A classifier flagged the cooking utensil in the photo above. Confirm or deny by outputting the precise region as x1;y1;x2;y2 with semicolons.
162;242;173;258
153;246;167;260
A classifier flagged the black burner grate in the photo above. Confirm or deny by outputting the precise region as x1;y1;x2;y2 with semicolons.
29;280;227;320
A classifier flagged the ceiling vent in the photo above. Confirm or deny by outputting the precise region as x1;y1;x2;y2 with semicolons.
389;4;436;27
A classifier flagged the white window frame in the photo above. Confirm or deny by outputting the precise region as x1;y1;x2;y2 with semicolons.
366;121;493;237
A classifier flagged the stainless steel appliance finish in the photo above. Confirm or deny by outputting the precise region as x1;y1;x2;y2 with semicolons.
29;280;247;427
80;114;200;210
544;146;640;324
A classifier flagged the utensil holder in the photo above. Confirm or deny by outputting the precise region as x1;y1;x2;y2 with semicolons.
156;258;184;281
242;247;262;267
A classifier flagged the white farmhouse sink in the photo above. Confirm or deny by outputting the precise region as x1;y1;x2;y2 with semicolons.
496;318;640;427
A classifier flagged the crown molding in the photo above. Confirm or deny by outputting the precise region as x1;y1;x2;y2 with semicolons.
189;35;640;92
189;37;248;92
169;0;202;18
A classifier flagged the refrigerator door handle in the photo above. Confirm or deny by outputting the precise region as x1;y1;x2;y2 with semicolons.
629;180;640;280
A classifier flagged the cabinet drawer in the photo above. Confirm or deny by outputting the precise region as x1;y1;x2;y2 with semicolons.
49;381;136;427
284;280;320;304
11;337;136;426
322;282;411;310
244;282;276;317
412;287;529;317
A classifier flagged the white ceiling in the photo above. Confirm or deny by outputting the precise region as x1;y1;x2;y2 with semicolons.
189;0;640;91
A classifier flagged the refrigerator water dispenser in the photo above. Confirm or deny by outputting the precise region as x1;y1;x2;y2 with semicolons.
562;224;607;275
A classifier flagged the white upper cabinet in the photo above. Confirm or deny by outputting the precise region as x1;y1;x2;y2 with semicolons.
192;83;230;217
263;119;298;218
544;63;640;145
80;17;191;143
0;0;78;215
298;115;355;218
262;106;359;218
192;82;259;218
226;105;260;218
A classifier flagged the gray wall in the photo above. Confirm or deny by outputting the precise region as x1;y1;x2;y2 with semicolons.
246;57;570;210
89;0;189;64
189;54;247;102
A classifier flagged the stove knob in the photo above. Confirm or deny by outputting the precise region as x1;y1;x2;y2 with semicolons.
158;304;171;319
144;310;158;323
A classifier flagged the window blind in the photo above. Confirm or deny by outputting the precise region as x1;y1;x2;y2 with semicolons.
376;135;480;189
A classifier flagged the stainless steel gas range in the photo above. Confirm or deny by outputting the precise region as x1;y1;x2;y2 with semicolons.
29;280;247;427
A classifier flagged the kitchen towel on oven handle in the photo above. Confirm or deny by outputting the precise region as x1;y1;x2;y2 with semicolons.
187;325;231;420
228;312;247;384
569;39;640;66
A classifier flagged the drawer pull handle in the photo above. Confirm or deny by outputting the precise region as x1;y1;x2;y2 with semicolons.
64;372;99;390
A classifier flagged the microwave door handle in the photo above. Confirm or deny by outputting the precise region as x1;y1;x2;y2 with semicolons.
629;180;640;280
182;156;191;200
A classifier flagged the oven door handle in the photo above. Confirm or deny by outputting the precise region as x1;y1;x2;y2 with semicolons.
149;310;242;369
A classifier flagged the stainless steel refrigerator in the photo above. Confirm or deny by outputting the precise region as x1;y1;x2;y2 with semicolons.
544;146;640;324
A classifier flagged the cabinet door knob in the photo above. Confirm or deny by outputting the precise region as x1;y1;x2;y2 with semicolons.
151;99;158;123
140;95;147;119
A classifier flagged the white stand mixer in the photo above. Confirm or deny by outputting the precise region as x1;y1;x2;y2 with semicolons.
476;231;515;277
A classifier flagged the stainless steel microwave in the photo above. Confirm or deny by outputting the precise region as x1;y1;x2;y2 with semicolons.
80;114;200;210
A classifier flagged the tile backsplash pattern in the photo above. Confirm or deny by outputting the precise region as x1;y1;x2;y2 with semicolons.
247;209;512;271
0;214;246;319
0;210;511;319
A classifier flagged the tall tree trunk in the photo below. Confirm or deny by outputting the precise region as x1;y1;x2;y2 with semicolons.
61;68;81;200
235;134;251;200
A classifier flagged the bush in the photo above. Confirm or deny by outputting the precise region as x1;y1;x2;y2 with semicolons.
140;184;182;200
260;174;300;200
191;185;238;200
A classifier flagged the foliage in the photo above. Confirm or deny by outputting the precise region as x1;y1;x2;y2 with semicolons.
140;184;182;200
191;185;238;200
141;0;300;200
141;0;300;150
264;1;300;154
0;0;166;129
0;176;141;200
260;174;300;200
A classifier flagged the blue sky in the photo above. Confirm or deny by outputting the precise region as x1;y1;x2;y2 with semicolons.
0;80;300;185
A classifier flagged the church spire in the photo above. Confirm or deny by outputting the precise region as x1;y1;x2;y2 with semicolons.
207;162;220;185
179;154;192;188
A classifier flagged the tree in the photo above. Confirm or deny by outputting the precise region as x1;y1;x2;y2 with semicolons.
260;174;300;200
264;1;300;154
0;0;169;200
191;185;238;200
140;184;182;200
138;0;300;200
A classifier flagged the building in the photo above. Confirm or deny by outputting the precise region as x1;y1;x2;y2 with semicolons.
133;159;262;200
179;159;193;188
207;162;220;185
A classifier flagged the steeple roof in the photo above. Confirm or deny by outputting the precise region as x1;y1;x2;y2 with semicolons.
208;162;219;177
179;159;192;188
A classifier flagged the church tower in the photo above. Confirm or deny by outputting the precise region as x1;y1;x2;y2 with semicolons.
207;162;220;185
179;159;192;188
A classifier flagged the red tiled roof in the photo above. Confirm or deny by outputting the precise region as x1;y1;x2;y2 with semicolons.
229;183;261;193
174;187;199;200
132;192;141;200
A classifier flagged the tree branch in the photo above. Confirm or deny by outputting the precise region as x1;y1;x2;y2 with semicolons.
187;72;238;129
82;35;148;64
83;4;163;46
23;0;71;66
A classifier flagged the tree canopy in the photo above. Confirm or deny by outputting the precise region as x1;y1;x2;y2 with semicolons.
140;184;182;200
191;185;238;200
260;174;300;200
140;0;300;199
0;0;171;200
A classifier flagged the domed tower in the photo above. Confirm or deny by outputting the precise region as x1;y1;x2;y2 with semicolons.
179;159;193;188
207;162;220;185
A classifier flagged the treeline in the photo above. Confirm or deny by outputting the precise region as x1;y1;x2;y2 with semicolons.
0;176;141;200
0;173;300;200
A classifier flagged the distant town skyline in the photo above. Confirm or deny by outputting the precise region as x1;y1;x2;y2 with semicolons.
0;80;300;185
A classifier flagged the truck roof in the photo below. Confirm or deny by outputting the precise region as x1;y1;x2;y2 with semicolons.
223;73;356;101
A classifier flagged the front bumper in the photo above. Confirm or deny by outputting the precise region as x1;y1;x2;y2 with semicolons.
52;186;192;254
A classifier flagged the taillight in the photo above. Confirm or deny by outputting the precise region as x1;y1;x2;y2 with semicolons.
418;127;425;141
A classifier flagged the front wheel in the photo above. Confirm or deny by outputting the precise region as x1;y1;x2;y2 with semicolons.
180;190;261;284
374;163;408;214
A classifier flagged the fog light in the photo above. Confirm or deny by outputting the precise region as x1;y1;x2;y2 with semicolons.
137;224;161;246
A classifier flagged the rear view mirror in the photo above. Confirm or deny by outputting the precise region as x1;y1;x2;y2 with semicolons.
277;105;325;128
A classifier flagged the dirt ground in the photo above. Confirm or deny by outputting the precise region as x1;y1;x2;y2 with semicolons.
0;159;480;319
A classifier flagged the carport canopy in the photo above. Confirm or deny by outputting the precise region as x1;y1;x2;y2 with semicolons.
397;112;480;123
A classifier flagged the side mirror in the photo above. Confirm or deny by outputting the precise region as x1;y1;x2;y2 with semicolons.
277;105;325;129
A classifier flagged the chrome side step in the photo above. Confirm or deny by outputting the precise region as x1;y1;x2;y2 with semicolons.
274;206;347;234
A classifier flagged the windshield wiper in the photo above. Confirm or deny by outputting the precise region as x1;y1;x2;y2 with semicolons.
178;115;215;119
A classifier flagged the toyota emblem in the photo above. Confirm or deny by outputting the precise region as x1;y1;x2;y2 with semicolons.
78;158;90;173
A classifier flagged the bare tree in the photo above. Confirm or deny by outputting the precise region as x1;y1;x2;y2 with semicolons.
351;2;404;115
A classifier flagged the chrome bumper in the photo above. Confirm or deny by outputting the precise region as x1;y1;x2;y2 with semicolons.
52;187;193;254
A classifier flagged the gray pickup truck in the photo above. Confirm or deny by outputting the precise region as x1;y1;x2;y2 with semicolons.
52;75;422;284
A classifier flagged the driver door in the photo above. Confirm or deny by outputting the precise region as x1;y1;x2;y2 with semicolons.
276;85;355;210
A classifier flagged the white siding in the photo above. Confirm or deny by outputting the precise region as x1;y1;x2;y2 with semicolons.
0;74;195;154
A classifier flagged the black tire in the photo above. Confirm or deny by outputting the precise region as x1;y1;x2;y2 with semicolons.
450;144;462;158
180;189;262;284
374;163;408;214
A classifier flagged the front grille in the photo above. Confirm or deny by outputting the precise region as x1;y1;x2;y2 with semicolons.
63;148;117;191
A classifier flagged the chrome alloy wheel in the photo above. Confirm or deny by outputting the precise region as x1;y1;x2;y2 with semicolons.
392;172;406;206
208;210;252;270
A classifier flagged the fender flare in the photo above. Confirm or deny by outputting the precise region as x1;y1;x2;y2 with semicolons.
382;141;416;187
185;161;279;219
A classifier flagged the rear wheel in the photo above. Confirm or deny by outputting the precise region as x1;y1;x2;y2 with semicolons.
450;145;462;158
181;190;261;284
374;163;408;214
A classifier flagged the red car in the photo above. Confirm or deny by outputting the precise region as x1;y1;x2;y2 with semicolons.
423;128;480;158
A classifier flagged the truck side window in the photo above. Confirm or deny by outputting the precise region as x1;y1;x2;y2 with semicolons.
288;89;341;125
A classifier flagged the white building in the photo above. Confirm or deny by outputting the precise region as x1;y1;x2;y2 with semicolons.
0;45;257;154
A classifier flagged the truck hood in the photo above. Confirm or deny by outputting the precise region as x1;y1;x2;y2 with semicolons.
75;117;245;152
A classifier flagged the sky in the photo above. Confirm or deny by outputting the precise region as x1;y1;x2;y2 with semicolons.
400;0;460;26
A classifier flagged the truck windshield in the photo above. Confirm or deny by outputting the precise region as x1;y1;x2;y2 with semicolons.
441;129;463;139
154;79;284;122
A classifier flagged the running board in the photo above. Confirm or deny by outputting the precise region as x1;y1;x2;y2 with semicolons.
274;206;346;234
★ ★ ★ ★ ★ ★ ★
◆ EXERCISE OBJECTIVE ◆
Put the lines above into a Markdown table with the columns No. and Line, starting from the first line of the records and continuing up to and including the line with "169;0;202;18". Number each row and leave out blank lines.

◆ THE RESULT ◆
| No. | Line |
|---|---|
| 1 | A classifier flagged the cooking utensil in the photo above. Confirm or deny by outputting the precise region as x1;y1;x2;y2 with semicolons. |
| 2 | 162;242;173;258 |
| 3 | 153;246;167;260 |
| 4 | A classifier flagged the black burner grate in the photo above. Confirm or deny by outputting the precise region as x1;y1;x2;y2 with semicolons. |
| 5 | 29;280;227;320 |
| 6 | A classifier flagged the ceiling vent in the photo above. Confirm or deny by outputting the precise region as x1;y1;x2;y2 with semicolons. |
| 7 | 389;4;436;27 |
| 8 | A classifier flagged the white window frame in the photo above. Confirm or deny by outputting the precise region as x1;y1;x2;y2 with semicolons. |
| 9 | 366;121;493;237 |
| 10 | A classifier flagged the stainless steel appliance finish in the photo above. Confirm or deny by outputting the precise region as x1;y1;x2;y2 with semicolons. |
| 11 | 29;280;247;427 |
| 12 | 80;114;200;210 |
| 13 | 544;146;640;324 |
| 14 | A classifier flagged the utensil holder in the photo above. Confirm or deny by outputting the precise region as x1;y1;x2;y2 with semicolons. |
| 15 | 156;258;184;281 |
| 16 | 242;247;262;267 |
| 17 | A classifier flagged the white farmhouse sink in the photo above. Confirm or deny by outputting the precise region as x1;y1;x2;y2 with semicolons. |
| 18 | 496;318;640;427 |
| 19 | A classifier flagged the crown molding in the photo above. Confirm or deny by outputting the precise region as x1;y1;x2;y2 with semicolons. |
| 20 | 189;35;640;92 |
| 21 | 189;37;248;92 |
| 22 | 169;0;202;18 |